::: SOURCE PASSAGE

During this time, there was a very stiff debate. And that is another point which I believe could be useful to you people. There was a very stiff debate in the Digantar Executive Committee. There were some people who thought that small is beautiful and actually presented that book to me. When we went from 25 to 50 children, there was one discussion. And when we went from 50 to 250 children and also training 20 teachers, then there was very stiff resistance – we should not do that. Why? Because small is beautiful. Why? Because you are actually not yet capable. Why? Because this doesn’t seem to be driven by our ideas. It seems to be driven by some kind of personal prominence.

I am sharing these questions because they came in that list. And I had to defend it for several days. And you should understand this very clearly: the distinction between being driven by an ideal or ideology and personal gain and the relationship between the two. My President in the Executive Committee grilled me for one hour asking ‘what is there for you?’ He was a very nice, kind and tough man who, unfortunately, had studied Logic in Cambridge. ‘What is there for you in this?’ So I gave him a lecture on democracy and society, and how good education will help in that and all that. ‘This is about the society. What is there for Rohit Dhanker in it?’ he kept on at it. And I couldn’t come up with anything.

And finally, he suggested, ‘Is it because your salary is jumping from 600 to 1500 in the new project?’ I said that’s great – I like more money. And I have been doing lots of computer programming and rubbish to supplement my income. So that will give me more time to devote to education – yes. But that is not the reason. And they didn’t believe it.

But anyway, eventually, the Executive Committee came to accept the idea, and one person resigned for that. She said that she would be no more with this kind of expansion.

What I am trying to say is that this distinction between the personal and the ideological is quite tricky. And it is very, very easy to slip – or express it in the ideal and ideological ways and bring personal gain to the root of it. It seems to me that having a vision for oneself for a good life, there is nothing wrong in it. But it should be justified in its own terms and not in terms of the NGO. The idea that the NGO belongs to me is a bad idea. The idea that you belong to the NGO, to my mind, is the correct idea.

I will give you two examples from literature on this issue. If you have heard of Dostoyevsky, one of his novels has been translated into English by two different publications, by two different names – The Devils and The Possessed. In The Devils or The Possessed, whichever you wish to take, there is a character called Kirilov. Kirilov gets an idea in his head that the biggest fear for humanity is of death. And the difference between God and the humans is that God doesn’t have fear and humans have fear. So if humans – this is an illogical and stupid idea, but listen carefully – if humans can cross the boundary of being fearful, they become god. How do you prove that you have crossed the boundary? You commit suicide. So Kirilov started talking in his intellectual group that I am going to commit suicide. I am not preaching suicide.

::::::

*GOAL OF THE EXERCISE*.
Quote the Digantar debate passage verbatim, from "During this time, there" up to and including "of personal prominence.".

::: DATA SEGMENT

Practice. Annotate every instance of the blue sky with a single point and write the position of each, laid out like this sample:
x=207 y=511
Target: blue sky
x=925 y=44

::::::

*ANSWER TO THE TASK*.
During this time, there was a very stiff debate. And that is another point which I believe could be useful to you people. There was a very stiff debate in the Digantar Executive Committee. There were some people who thought that small is beautiful and actually presented that book to me. When we went from 25 to 50 children, there was one discussion. And when we went from 50 to 250 children and also training 20 teachers, then there was very stiff resistance – we should not do that. Why? Because small is beautiful. Why? Because you are actually not yet capable. Why? Because this doesn’t seem to be driven by our ideas. It seems to be driven by some kind of personal prominence.